§ **Exercise brief**
Could you format the lines from the one containing "trace: white hose" through the last line as a JSON list of strings, with one string per line and blank lines left out?

====== Rows ======

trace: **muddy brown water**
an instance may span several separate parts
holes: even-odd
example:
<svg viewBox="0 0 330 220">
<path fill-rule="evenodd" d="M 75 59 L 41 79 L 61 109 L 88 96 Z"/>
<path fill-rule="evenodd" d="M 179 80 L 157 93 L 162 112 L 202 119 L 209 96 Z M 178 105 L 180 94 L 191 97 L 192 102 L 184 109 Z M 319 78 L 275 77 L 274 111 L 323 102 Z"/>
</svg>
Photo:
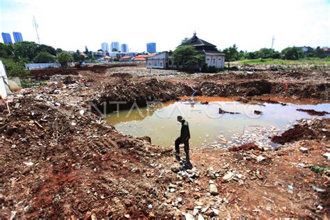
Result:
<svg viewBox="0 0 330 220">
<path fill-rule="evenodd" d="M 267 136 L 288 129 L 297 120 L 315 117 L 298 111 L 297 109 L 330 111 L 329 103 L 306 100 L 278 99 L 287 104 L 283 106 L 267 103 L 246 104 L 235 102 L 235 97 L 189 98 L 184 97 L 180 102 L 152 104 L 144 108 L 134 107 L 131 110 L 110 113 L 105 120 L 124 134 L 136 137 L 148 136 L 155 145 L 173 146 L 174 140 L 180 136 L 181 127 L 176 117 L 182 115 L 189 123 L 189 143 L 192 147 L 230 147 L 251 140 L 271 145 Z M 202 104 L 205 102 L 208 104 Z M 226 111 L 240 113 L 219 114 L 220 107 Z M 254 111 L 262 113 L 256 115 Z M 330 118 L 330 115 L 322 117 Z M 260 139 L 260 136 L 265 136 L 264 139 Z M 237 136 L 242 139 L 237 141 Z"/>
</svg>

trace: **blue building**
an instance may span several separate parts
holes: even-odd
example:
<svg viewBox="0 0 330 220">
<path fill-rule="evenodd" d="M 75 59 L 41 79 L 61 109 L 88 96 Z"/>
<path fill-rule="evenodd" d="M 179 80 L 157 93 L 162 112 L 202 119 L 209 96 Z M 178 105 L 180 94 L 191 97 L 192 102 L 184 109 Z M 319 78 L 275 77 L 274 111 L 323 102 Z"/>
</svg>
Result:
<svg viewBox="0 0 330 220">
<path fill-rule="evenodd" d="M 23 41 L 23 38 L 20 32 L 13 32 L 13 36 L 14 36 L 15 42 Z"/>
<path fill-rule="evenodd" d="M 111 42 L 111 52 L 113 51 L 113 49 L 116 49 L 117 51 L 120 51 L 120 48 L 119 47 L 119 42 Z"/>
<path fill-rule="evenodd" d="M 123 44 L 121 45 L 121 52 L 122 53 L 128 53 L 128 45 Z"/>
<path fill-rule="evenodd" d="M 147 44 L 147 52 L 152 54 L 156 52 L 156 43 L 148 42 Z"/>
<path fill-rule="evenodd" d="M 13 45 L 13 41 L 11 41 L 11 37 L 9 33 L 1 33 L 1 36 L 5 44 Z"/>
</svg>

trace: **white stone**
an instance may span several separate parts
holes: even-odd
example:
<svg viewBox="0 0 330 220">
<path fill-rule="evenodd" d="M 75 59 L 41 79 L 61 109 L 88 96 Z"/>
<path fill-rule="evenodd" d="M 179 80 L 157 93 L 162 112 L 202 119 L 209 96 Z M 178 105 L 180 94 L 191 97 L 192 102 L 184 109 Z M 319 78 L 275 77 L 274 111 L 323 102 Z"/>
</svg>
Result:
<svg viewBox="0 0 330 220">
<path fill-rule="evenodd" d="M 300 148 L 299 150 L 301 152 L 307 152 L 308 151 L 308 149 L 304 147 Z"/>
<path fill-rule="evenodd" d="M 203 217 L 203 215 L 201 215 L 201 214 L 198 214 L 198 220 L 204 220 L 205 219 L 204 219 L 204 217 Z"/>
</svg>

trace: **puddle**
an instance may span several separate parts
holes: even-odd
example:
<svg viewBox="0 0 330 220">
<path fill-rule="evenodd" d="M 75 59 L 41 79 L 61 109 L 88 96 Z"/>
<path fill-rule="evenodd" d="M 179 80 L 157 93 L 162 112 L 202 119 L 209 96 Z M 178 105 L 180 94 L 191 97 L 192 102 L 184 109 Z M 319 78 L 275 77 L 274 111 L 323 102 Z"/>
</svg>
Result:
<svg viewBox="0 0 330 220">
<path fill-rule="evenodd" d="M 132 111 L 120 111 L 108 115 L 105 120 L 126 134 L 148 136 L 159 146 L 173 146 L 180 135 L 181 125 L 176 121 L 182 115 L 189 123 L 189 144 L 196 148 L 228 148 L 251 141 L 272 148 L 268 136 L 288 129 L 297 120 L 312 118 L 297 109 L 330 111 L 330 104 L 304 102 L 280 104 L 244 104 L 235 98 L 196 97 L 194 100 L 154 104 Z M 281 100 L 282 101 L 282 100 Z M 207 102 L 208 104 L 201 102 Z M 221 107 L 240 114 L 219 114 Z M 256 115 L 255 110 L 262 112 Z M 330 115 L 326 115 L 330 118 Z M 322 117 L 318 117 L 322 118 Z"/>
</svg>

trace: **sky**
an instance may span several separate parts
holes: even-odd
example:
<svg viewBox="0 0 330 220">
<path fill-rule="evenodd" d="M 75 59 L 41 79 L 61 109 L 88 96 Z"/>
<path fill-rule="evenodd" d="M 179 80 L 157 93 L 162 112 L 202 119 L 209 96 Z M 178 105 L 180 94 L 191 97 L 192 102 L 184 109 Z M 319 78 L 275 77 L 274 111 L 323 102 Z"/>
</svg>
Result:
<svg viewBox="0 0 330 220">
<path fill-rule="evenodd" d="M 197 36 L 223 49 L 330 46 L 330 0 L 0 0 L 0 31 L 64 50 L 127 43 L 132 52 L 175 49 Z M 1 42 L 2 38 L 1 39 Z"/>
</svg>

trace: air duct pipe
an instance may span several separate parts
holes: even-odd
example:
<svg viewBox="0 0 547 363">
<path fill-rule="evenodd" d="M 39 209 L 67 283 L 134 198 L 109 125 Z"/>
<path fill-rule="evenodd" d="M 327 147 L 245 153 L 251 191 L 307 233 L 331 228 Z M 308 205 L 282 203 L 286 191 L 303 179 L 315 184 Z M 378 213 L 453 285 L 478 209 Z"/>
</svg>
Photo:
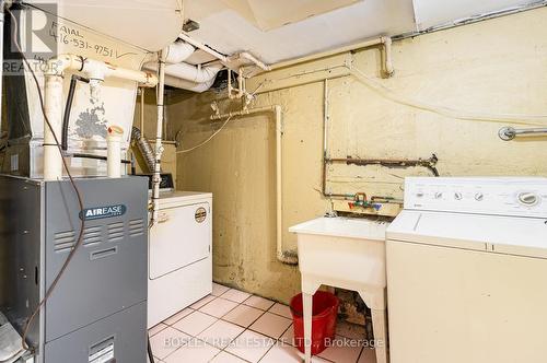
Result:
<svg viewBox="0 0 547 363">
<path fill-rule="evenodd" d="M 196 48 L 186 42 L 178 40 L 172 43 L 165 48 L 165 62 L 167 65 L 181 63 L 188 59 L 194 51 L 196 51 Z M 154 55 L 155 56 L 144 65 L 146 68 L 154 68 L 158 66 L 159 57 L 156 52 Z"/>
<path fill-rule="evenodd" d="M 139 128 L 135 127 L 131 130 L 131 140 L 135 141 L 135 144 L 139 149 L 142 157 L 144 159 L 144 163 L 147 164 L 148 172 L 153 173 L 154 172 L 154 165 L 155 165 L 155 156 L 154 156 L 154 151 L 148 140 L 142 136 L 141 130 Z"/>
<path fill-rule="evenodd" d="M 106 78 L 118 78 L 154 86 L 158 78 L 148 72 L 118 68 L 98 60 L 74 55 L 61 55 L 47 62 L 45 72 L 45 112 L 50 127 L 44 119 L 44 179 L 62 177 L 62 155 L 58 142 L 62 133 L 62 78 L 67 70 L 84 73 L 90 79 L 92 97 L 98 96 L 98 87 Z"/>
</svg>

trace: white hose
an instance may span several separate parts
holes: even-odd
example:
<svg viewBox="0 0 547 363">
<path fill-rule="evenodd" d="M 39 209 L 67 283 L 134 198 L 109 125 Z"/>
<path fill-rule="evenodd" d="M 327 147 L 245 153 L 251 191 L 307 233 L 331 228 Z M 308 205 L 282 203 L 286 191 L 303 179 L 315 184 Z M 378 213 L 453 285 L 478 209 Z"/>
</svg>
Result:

======

§ **Exercise solution**
[
  "trace: white hose",
  "an instance may span several separate parts",
  "holes: even-odd",
  "example:",
  "<svg viewBox=\"0 0 547 363\">",
  "<path fill-rule=\"evenodd\" d=\"M 39 209 L 67 283 L 134 198 L 109 125 Z\"/>",
  "<path fill-rule=\"evenodd\" d=\"M 327 147 L 245 153 L 251 191 L 307 233 L 331 228 Z M 308 205 L 282 203 L 286 191 L 303 179 L 315 184 Z M 378 213 L 453 285 L 478 209 Z\"/>",
  "</svg>",
  "Result:"
]